Text provided –
#####
# Cheapest way to send pkg's?



## InHisName (Jan 26, 2006)

Have lightweight bulky fleeces to mail- yesterday sent 1lb, 3 states away, for $8. Used a bag, rather than box- 
Is that the best way for bulky, light things?


----------



## cmharris6002 (Jan 27, 2006)

Check out the new USPS regional boxes. They have saved me a ton on shipping.


----------



## happychick (Sep 20, 2010)

Regional boxes are great for heavier items, for lightweight things that can fit in a bag/envelope that is the best way to ship them.


----------



## Ken Scharabok (May 11, 2002)

Please tell us more about these regional boxes.


----------



## cmharris6002 (Jan 27, 2006)

These are new flat rate priority boxes. Box A comes in top loading or side loading styles. They are a little smaller than the medium flat rate boxes and have a weight limit of 15lbs. 

Box B has top loading or side loading styles. They are little smaller than the large flat rate boxes and have a weight limit of 20lbs. 

Shipping is based on zones. Box A ships for $4.97 to zones 1&2 up to $9.37 in zone 8. Prices for Box B range from $5.81 to $14.62.

https://www.usps.com/business/priority-mail-regional-rate.htm


----------



## Ken Scharabok (May 11, 2002)

Is this only within a certain postal zone. For example could I ship from TN to WA via regional boxes?


----------



## Helena (May 10, 2002)

Sent a box full of magazines to Brooklyn NY from PA and sent it parcel post for about a dollar less than "regular" mail. Couldn't send it media rate because there are ads in the magazines..This was told by post office..so it actually arrived the next day in NY !!! they said the time would be 8 to 14 days ?? But, will ask about parcel post for packages that don't have a time delivery set time.
#####
Listing –
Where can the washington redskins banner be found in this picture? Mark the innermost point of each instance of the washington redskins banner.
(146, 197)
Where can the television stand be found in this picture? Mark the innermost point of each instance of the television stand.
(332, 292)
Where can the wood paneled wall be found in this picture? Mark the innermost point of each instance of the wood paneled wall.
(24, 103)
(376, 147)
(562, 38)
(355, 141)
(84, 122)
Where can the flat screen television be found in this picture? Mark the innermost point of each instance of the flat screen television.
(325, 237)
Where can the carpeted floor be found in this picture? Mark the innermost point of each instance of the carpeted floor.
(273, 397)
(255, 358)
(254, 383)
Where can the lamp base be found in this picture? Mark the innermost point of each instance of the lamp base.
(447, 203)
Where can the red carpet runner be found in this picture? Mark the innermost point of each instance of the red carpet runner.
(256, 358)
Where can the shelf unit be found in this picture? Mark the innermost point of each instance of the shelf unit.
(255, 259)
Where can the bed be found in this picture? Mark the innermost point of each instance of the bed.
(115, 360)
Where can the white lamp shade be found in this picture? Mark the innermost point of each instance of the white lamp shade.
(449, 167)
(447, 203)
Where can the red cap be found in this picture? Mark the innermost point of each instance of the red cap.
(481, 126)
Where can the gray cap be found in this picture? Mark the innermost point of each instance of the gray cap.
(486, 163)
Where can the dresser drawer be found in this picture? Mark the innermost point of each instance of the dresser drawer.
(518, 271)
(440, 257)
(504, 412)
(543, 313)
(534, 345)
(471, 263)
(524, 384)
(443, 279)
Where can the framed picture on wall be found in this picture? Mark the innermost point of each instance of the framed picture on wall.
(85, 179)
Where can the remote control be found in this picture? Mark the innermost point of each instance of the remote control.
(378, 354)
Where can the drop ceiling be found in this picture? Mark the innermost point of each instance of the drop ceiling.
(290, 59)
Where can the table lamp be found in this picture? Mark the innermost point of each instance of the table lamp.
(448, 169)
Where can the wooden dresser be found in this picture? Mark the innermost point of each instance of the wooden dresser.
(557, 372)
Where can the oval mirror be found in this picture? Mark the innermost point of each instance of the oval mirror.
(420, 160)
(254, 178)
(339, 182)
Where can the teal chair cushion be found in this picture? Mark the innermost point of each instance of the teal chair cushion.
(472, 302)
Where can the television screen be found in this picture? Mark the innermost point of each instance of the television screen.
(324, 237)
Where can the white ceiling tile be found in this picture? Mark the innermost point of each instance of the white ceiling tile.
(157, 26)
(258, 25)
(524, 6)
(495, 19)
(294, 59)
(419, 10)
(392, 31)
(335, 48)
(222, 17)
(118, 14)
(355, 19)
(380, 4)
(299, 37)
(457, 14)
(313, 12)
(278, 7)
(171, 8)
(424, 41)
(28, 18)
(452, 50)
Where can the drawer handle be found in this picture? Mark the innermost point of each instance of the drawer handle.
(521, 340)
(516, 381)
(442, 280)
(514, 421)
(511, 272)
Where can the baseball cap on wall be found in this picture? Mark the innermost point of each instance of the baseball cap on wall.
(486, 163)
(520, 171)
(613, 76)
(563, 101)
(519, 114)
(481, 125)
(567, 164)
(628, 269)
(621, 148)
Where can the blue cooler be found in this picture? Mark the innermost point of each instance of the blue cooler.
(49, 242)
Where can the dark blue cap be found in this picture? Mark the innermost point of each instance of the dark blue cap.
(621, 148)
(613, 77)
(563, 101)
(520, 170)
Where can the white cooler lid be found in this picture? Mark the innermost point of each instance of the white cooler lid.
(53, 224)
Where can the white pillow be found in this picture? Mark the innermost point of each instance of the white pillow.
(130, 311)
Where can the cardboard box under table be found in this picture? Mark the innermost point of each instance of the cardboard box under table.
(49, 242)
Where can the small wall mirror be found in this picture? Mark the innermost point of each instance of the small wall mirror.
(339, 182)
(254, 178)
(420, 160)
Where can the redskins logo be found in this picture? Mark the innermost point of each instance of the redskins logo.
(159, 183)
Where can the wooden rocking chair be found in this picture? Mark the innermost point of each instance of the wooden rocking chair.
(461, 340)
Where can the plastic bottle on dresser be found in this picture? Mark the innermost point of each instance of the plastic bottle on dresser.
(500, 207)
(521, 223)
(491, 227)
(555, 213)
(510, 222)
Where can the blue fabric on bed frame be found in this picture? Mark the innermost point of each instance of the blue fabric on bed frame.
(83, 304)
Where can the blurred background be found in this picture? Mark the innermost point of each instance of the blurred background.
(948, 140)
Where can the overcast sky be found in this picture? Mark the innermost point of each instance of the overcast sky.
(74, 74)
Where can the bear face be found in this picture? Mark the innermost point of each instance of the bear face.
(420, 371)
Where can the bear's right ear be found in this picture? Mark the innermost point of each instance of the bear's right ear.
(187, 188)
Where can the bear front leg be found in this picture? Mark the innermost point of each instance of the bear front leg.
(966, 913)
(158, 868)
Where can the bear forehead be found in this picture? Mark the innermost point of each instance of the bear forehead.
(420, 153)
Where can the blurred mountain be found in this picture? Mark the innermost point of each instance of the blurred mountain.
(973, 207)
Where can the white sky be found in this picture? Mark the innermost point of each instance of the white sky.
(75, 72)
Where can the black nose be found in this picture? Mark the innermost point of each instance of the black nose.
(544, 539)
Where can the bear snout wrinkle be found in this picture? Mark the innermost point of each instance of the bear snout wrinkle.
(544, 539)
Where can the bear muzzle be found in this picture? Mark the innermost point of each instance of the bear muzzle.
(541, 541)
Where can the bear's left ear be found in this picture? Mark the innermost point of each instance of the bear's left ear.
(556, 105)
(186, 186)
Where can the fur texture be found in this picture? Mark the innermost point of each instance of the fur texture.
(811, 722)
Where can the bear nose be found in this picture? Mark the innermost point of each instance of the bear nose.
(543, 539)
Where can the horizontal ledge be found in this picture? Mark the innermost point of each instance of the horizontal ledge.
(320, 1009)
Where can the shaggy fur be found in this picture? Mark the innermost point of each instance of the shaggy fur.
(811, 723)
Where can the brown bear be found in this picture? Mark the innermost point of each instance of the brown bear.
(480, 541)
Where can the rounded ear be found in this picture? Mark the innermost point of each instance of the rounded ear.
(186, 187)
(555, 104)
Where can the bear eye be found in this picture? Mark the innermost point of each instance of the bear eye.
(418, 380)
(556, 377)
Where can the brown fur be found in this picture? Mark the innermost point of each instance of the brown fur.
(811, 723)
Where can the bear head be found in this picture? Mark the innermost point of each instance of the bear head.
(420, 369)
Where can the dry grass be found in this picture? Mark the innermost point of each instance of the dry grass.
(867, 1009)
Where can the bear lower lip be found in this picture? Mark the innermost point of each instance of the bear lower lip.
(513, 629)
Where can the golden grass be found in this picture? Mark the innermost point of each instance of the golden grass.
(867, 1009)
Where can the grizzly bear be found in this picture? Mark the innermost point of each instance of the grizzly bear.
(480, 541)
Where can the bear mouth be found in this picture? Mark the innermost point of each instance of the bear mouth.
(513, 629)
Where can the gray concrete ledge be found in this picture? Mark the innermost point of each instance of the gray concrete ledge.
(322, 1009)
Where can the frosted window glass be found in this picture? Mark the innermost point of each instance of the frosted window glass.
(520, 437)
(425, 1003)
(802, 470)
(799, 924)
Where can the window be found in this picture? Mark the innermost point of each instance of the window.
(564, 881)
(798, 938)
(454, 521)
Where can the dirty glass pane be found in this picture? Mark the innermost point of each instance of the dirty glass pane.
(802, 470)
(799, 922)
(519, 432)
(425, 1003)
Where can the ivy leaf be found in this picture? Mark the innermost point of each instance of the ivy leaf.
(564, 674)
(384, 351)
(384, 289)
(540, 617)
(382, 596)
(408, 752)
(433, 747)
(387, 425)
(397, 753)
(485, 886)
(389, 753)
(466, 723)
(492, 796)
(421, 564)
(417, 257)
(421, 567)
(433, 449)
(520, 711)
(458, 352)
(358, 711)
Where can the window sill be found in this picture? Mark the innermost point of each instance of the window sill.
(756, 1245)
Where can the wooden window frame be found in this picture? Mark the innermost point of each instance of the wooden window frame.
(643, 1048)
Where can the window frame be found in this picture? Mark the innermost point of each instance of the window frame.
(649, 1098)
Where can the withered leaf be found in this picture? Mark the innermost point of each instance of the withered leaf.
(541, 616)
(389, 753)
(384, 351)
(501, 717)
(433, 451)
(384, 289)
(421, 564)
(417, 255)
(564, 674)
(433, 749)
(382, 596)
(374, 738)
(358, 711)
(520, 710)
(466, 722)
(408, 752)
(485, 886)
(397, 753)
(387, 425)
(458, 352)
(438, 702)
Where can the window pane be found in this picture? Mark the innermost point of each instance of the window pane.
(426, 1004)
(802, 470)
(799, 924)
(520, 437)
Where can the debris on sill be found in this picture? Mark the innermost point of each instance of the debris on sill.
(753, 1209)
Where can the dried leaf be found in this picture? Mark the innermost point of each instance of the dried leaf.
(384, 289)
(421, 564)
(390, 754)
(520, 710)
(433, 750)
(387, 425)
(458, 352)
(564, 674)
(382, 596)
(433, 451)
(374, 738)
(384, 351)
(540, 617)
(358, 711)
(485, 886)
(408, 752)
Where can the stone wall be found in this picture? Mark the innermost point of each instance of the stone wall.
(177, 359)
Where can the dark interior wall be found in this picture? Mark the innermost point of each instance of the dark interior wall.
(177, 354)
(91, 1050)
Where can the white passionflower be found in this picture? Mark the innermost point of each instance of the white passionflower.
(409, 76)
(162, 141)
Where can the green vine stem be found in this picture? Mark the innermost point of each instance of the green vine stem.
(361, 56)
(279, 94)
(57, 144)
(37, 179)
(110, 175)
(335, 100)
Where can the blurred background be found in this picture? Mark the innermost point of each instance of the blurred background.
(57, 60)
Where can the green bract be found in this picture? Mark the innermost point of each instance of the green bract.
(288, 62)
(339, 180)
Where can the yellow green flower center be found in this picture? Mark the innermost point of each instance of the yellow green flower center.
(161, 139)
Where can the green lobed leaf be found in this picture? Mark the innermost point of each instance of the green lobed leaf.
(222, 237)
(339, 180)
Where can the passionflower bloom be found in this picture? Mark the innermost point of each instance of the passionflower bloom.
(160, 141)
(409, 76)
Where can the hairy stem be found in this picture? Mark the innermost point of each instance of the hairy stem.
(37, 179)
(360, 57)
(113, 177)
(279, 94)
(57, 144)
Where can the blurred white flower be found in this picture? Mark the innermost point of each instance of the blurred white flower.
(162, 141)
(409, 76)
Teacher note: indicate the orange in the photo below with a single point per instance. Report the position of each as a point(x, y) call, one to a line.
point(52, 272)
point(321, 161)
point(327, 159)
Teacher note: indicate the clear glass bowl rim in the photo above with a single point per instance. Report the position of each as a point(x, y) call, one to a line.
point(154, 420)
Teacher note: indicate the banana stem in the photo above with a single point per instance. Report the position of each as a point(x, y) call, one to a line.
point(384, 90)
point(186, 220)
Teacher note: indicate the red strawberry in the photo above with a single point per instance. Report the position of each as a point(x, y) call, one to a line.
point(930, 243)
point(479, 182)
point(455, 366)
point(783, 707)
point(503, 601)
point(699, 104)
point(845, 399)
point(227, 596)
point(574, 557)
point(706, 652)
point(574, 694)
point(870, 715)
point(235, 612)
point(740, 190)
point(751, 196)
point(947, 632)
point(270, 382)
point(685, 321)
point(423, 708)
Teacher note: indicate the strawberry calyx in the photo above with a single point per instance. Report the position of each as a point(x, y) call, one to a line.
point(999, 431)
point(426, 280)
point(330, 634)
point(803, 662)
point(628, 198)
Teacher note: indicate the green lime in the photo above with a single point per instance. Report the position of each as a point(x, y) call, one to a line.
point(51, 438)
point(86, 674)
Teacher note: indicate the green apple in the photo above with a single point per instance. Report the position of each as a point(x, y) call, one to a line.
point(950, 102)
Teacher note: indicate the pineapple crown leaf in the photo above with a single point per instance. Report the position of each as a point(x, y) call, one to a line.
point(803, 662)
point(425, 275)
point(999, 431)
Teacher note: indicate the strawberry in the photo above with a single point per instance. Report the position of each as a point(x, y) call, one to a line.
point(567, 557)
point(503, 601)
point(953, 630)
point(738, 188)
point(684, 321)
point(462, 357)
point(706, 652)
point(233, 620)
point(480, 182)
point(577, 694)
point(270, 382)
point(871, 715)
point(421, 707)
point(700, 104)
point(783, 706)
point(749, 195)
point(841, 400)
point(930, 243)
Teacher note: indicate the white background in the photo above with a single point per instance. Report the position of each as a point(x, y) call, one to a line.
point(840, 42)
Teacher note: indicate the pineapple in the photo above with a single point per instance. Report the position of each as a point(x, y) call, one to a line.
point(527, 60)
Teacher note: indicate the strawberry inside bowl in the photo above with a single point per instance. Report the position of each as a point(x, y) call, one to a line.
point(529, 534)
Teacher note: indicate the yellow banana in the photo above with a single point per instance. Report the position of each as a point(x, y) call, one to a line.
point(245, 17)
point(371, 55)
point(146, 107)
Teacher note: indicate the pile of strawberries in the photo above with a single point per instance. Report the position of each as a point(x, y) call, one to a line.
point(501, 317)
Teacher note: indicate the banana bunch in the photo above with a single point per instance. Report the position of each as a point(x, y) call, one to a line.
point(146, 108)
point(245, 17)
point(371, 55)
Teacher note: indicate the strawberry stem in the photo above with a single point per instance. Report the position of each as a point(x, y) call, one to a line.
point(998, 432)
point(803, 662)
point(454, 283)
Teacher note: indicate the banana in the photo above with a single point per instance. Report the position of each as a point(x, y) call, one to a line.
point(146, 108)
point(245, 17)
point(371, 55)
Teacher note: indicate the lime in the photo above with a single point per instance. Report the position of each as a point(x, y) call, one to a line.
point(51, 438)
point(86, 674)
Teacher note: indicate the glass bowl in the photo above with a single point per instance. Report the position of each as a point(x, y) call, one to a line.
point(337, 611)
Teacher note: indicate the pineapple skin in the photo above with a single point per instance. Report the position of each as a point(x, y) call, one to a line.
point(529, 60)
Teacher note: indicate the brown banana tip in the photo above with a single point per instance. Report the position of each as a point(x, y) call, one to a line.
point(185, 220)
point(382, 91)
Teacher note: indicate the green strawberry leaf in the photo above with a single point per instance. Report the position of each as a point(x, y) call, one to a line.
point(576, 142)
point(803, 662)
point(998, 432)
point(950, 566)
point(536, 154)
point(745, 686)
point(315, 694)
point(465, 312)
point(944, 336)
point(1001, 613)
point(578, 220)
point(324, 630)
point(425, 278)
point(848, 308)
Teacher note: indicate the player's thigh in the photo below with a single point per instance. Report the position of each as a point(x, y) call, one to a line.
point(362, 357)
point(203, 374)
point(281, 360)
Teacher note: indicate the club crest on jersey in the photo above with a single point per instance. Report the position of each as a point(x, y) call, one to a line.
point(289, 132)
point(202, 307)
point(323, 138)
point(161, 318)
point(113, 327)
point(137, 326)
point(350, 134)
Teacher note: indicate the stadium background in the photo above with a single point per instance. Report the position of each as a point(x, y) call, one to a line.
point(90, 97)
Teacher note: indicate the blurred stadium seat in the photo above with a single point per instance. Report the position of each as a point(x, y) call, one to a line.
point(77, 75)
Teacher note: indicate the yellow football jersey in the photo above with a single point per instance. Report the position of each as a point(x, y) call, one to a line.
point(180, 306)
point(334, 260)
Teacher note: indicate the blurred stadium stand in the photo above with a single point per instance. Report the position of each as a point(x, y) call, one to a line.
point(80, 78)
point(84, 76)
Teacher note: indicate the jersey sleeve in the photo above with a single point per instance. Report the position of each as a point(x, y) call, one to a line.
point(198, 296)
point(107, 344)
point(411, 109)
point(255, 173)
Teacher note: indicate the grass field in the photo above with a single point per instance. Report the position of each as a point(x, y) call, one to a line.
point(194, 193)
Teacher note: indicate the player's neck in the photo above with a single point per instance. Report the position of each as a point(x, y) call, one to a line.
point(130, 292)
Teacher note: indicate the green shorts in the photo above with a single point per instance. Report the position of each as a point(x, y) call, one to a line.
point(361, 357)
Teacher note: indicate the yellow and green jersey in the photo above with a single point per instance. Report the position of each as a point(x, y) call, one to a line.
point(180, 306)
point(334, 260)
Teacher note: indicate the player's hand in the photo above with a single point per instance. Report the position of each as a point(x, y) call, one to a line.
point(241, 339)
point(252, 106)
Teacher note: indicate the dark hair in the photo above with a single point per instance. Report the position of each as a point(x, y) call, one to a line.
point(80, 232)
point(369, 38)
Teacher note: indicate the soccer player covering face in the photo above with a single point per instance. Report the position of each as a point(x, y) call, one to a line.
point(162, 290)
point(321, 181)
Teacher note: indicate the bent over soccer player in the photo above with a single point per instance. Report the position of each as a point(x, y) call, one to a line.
#####
Problem A – In the thread on cheap package shipping, what weight limit is given for regional Box B?
Problem B – Resume the forum thread on cheap package shipping from where it stops.
The material has no connection to the forum thread on cheap package shipping.

Result A – 20 lbs.

Result B –
----------



## Ken Scharabok (May 11, 2002)

Before the introduction of Priority Mail flat rate boxes I use to send out a fair bit of Parcel Post. USPS managed to lose about 10% of them and sometimes it took five weeks to go one or two states away. I PP mailed a box 10" x 16" x 20" from Waverly to Memphis, TN (about 120 miles) and they managed to completely lose the box.

Today I will send Parcel Post only at the absolute buyer's insistence and then only if they purchase insurance of the package.


----------



## cmharris6002 (Jan 27, 2006)

Ken Scharabok said:


> Is this only within a certain postal zone. For example could I ship from TN to WA via regional boxes?


Yes, you can ship anywhere in the U.S.A. with regional boxes. The further away you ship the higher the rate, but still, it is usually cheaper that flat rate.


----------



## ErinP (Aug 23, 2007)

I've been impressed with regional boxes, too! I'm glad the USPS came out with them. I hope they're enough of a success to stick around.


----------



## happychick (Sep 20, 2010)

If you sell on ebay you can get these boxes for free, I get them in packs of 25 for each size -


----------



## cmharris6002 (Jan 27, 2006)

Anyone can get flat rate and regional boxes for free. Order through usps.com


----------



## happychick (Sep 20, 2010)

cmharris6002 said:


> Anyone can get flat rate and regional boxes for free. Order through usps.com


Didn't know that - Cool! I've found shipping in standard size boxes even if way bigger then your item can be cheaper to ship.


----------



## katlupe (Nov 15, 2004)

Thanks for this info! This is my hardest part of selling on eBay.


----------



## ldc (Oct 11, 2006)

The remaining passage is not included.